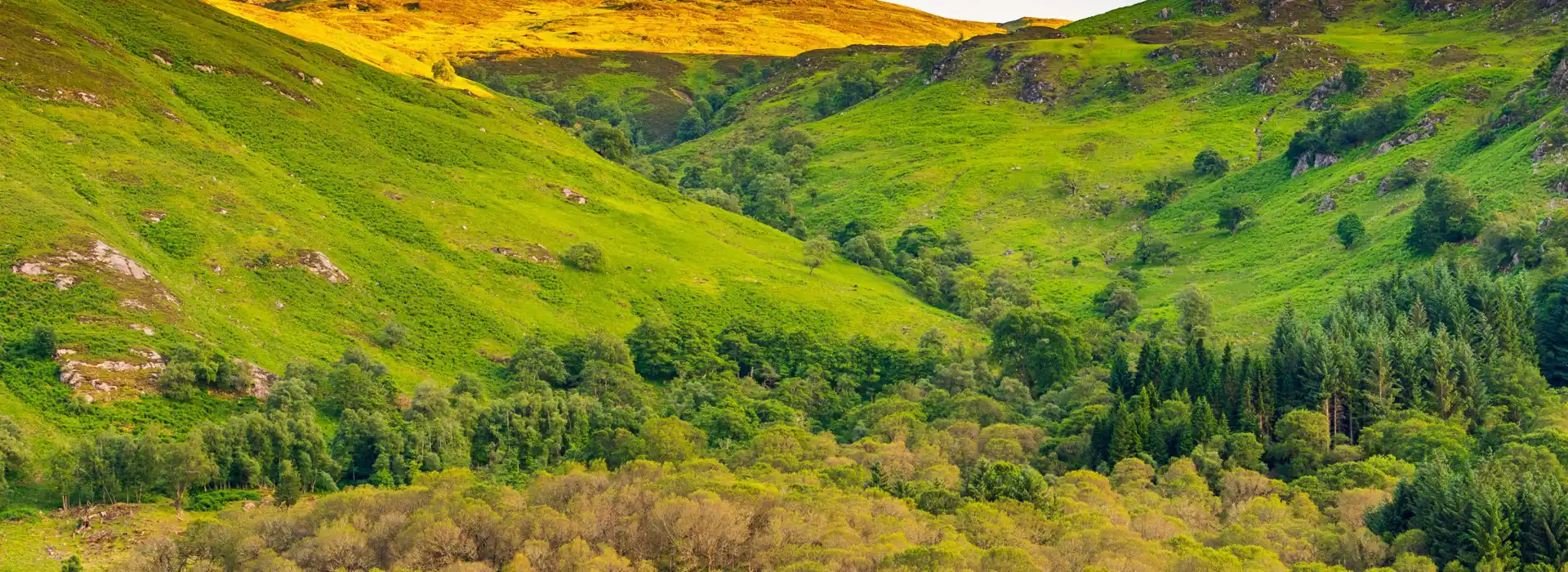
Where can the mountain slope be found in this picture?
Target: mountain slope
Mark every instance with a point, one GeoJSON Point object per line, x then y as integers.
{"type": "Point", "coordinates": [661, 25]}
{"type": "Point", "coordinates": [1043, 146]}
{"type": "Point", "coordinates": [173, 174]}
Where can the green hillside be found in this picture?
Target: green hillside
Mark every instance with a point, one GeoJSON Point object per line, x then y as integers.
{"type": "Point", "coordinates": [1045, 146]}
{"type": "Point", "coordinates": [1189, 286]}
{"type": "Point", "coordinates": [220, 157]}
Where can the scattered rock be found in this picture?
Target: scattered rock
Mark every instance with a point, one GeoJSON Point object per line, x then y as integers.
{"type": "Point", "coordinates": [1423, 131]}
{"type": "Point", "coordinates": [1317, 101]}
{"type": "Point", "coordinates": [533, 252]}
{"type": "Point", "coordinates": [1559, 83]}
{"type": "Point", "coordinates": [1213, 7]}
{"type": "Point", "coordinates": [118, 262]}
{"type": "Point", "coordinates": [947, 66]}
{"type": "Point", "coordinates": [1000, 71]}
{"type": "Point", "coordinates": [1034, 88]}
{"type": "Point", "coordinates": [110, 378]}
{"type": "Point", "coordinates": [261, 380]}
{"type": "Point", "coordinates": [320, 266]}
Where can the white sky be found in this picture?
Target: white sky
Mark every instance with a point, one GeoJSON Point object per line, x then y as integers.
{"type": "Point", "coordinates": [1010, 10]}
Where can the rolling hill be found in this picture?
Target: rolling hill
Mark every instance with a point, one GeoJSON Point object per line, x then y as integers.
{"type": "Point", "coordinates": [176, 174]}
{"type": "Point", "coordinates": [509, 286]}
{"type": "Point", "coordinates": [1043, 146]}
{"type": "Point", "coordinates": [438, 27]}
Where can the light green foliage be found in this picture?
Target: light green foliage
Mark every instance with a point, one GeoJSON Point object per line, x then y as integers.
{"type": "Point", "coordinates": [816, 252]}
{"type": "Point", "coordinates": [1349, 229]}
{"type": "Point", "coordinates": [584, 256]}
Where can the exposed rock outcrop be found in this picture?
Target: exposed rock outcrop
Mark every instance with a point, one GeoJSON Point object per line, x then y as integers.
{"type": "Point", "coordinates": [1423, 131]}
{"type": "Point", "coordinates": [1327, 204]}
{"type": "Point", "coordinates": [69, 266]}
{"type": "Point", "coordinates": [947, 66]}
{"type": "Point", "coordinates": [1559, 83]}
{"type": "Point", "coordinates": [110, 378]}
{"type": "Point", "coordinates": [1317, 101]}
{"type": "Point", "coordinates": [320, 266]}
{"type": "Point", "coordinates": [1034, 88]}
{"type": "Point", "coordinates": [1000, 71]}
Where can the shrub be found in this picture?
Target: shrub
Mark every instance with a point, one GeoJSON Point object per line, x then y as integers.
----------
Print the material again word for word. Please drop every picture.

Where can the mountain slope be found in this picture?
Target: mountain slope
Mark every instance with a point, one GeoJSON Point object per line, x then y as integers.
{"type": "Point", "coordinates": [661, 25]}
{"type": "Point", "coordinates": [1043, 146]}
{"type": "Point", "coordinates": [173, 174]}
Where can the green hillside be found in this picture?
Target: green hillside
Mark every instance with a point, one GeoJSON Point object per line, x then y as integers.
{"type": "Point", "coordinates": [1045, 146]}
{"type": "Point", "coordinates": [1189, 286]}
{"type": "Point", "coordinates": [220, 157]}
Where can the scattered rock be found in this picture?
Target: scattered rock
Mark every instance with a point, one GeoJSON Point object per line, x then y as integers.
{"type": "Point", "coordinates": [1423, 131]}
{"type": "Point", "coordinates": [1317, 101]}
{"type": "Point", "coordinates": [533, 252]}
{"type": "Point", "coordinates": [1559, 83]}
{"type": "Point", "coordinates": [1213, 7]}
{"type": "Point", "coordinates": [118, 262]}
{"type": "Point", "coordinates": [947, 66]}
{"type": "Point", "coordinates": [1000, 71]}
{"type": "Point", "coordinates": [1034, 88]}
{"type": "Point", "coordinates": [110, 378]}
{"type": "Point", "coordinates": [261, 380]}
{"type": "Point", "coordinates": [320, 266]}
Where can the white sky be found in this picture?
Target: white sky
Mark every instance with a point, one GeoJSON Point object per line, x then y as integers.
{"type": "Point", "coordinates": [1010, 10]}
Where can the rolling hill be found in this picture?
Target: rolling hill
Mark every instance with a point, one GeoJSON Point object per line, x then y as integers.
{"type": "Point", "coordinates": [176, 174]}
{"type": "Point", "coordinates": [509, 286]}
{"type": "Point", "coordinates": [1043, 146]}
{"type": "Point", "coordinates": [438, 27]}
Where can the light green foliage be found in this picture?
Target: light green foliage
Mark every instance with a point, one GeoJSON Point object per line, x then y as integers.
{"type": "Point", "coordinates": [816, 252]}
{"type": "Point", "coordinates": [1349, 229]}
{"type": "Point", "coordinates": [584, 256]}
Where can the exposed rock outcrop be found in this picture?
Target: exposed rock outcrop
Mark every instance with a point, one GeoJSON Point object per line, x then y as integers.
{"type": "Point", "coordinates": [1423, 131]}
{"type": "Point", "coordinates": [1327, 204]}
{"type": "Point", "coordinates": [69, 266]}
{"type": "Point", "coordinates": [947, 66]}
{"type": "Point", "coordinates": [1559, 83]}
{"type": "Point", "coordinates": [110, 378]}
{"type": "Point", "coordinates": [1317, 101]}
{"type": "Point", "coordinates": [320, 266]}
{"type": "Point", "coordinates": [1034, 88]}
{"type": "Point", "coordinates": [1000, 71]}
Where can the shrub be found in this picture?
Target: shrub
Mark every instance with a point, one GeoJSON Point object per line, x then y as integers.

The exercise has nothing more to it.